Demand that strangers give you treats
Halloween is the last bit of wild chaos we have. Don't sanitize it.
This year, for Halloween, I beg you: Go to a stranger’s house, knock on the door, and demand a treat. Remind these strangers that ancient magic still exists, that the laws of tradition and rite insist they must hand you a token, a boon, a bribe to ward off evil.
Let Halloween help remind us all of the value of wild nights, where things are different, outside the rules, that no one is in charge, and no corporation or religion regulates how we scare off the bad things.
Trick-or-treating has no sponsor. Demanding candy from strangers is not a religious celebration, Halloween commemorates no historical event, and it doesn’t give us a three-day weekend or honor war heroes.
And yet somehow, in a world where we’ve lost most of our traditions, trick-or-treating has survived. It shouldn’t exist: If someone came from a part of the world without Halloween, it would be hard to explain that one day a year, and only on that day, we go to a stranger’s door dressed as something terrifying and otherworldly, and demand they hand us gifts.
Scout as the “Crow Queen” two years ago.
Trick-or-treating is ancient and primal, born out of a very human need. In our sanitized, safe world, we hide the dark parts of life from children, sometimes even from ourselves, and this is our last collective remembrance, handed down for centuries, to show our children how we deal with fear.
Our fears feel different than the ones our ancestors faced.

Work to complete: Could you pick up the Halloween essay after its final sentence and keep writing it? The records have nothing to do with the Halloween essay.

Extracted data:

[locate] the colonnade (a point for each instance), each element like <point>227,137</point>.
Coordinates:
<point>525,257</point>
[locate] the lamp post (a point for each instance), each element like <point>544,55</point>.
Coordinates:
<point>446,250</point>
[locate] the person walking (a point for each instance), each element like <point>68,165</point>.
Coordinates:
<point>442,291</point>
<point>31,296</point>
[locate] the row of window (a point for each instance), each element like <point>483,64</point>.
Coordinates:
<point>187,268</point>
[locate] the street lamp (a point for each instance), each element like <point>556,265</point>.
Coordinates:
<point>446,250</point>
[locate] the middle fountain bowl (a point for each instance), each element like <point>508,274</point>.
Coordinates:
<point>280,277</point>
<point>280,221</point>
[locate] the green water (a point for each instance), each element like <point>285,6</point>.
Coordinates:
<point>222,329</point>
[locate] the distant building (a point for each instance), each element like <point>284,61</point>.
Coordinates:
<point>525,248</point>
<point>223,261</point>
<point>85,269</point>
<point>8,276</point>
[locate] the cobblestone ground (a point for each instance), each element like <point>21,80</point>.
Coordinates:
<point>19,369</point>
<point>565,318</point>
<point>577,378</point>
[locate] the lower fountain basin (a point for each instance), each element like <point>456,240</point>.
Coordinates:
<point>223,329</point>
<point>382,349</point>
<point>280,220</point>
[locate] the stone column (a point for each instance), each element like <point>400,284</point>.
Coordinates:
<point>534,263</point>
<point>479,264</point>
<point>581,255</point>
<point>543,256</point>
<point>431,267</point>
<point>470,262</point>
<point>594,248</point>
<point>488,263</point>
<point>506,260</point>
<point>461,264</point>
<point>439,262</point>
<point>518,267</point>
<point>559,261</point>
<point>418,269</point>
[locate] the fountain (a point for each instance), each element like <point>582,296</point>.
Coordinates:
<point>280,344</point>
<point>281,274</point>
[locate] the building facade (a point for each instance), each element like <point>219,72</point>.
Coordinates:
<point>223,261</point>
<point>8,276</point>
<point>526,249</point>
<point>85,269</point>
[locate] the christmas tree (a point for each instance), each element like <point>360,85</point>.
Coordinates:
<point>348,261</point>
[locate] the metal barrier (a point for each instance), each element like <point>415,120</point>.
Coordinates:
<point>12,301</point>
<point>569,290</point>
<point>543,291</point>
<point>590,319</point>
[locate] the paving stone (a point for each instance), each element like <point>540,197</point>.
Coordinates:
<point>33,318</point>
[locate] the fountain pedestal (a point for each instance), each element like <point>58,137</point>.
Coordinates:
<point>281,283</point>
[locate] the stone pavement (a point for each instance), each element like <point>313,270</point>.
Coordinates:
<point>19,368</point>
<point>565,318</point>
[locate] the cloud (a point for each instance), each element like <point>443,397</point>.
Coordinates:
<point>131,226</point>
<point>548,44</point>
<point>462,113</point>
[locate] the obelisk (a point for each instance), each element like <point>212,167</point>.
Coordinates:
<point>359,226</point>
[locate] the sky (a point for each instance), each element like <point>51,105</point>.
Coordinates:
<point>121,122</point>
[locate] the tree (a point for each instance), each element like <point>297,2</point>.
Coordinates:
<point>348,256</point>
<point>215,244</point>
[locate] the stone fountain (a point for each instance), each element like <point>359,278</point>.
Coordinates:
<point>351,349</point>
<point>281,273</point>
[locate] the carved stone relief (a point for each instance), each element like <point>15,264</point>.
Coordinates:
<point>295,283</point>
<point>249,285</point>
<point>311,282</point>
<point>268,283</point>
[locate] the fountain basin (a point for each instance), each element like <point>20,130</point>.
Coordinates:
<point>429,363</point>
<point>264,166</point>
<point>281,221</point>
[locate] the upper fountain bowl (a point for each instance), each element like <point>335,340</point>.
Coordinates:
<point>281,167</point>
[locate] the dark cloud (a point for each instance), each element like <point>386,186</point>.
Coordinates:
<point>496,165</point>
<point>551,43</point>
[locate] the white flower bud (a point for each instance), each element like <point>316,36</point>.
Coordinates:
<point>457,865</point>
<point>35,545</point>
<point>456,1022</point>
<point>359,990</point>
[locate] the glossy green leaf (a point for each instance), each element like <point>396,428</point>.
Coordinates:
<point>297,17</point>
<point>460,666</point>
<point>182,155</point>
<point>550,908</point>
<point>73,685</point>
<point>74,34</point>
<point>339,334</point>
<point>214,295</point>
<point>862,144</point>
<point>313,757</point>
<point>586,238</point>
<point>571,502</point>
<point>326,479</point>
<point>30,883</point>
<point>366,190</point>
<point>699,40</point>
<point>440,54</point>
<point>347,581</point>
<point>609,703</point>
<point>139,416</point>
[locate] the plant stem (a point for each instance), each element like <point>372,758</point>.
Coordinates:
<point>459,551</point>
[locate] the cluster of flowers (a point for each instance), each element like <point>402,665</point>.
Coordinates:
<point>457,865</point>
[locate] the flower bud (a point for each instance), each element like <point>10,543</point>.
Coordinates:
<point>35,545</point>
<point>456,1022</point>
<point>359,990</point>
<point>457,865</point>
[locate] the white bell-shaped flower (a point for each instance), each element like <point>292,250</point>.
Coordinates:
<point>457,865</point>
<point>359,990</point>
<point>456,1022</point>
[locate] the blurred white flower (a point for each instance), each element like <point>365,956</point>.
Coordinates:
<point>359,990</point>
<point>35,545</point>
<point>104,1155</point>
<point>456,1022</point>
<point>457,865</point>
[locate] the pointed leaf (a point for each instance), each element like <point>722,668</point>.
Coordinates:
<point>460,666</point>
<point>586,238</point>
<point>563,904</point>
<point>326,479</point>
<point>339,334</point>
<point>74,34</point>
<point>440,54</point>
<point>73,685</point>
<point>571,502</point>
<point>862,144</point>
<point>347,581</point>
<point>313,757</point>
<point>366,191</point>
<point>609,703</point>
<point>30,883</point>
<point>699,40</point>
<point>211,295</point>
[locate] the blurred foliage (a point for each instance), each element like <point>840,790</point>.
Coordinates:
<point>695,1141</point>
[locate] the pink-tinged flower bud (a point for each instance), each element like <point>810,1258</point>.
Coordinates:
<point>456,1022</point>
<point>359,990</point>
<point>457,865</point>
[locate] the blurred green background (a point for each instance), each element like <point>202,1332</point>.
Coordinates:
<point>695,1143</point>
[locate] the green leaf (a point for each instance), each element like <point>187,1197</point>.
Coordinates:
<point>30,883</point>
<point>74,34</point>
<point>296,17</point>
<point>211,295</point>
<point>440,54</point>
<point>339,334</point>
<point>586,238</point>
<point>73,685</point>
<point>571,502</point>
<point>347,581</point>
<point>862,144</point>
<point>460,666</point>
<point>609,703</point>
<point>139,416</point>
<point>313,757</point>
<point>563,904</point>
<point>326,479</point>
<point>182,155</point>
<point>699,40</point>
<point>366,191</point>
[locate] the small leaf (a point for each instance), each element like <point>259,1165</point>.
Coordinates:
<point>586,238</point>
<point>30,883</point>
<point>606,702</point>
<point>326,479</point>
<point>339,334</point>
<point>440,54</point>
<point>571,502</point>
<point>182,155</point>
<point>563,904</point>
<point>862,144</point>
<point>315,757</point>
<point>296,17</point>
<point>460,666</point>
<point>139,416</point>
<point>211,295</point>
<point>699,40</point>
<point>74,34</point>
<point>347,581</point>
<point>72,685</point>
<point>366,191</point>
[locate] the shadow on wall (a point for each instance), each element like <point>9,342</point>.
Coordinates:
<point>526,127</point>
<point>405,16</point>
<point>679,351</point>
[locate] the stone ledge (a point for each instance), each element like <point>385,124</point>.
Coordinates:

Result of this task:
Death is far away, hidden, clean, something that happens to old people after a long life. We don’t lose one out of every five babies, and we don’t bury children after plagues. We don’t fear darkness — we always have light in our hands. Our children don’t use the outhouse by candlelight, don’t hear wolves in the distance, and don’t have to walk through dark paths alone when they lose track of time. Our fears now are more existential, less tangible, and harder to face. The boogeymen are nebulous images in the news, harder to face because you can’t bar the door and keep them out. A good torch and a prayerbook won’t banish the things that are coming for us.
But for one night, our children can pretend to be someone else to frighten away terrible things. A mask is a protective barrier between our world of safety and the world of the unknown.
For one night, let your children exist outside the regular rules and constraints and skip all of the sanitized celebrations. Carve real pumpkins and use sharp knives. Make a mess. Embrace the chaos of creating a costume to confuse the spirits.
On this one night that connects us with our past, with our great-grandparents who grew up in a world without a Spirit Halloween, and with Amazon to order a costume, make something weird and wild. Use your imagination. And go trick-or-treating somewhere you’ve never been, in a neighborhood you don’t know.
Let your children threaten strangers at their front door with a mild “trick” if they don’t comply with their demands.
A plague doctor. Masks have always been worn to face horrors.
Tell your children that we live in a scary world and always have, and teach them that humans have always created rituals to say, "BOO!" to the darkness.
We face strangers because we’re brave.
We wear costumes so the bad things are frightened of us, but also because we’re frightened. There are some things we can’t face as a regular human in regular clothes. But we can pretend. We can, for one night, show up as someone who is brave, funny, or terrifying, and we can wear a mask that puffs us up and makes us invincible.
For one night, we can laugh at death. We raise a light to the dark.
We can wage war against the four horsemen.
We push back against devils, death, demons, and destruction by scaring them the way they scare us.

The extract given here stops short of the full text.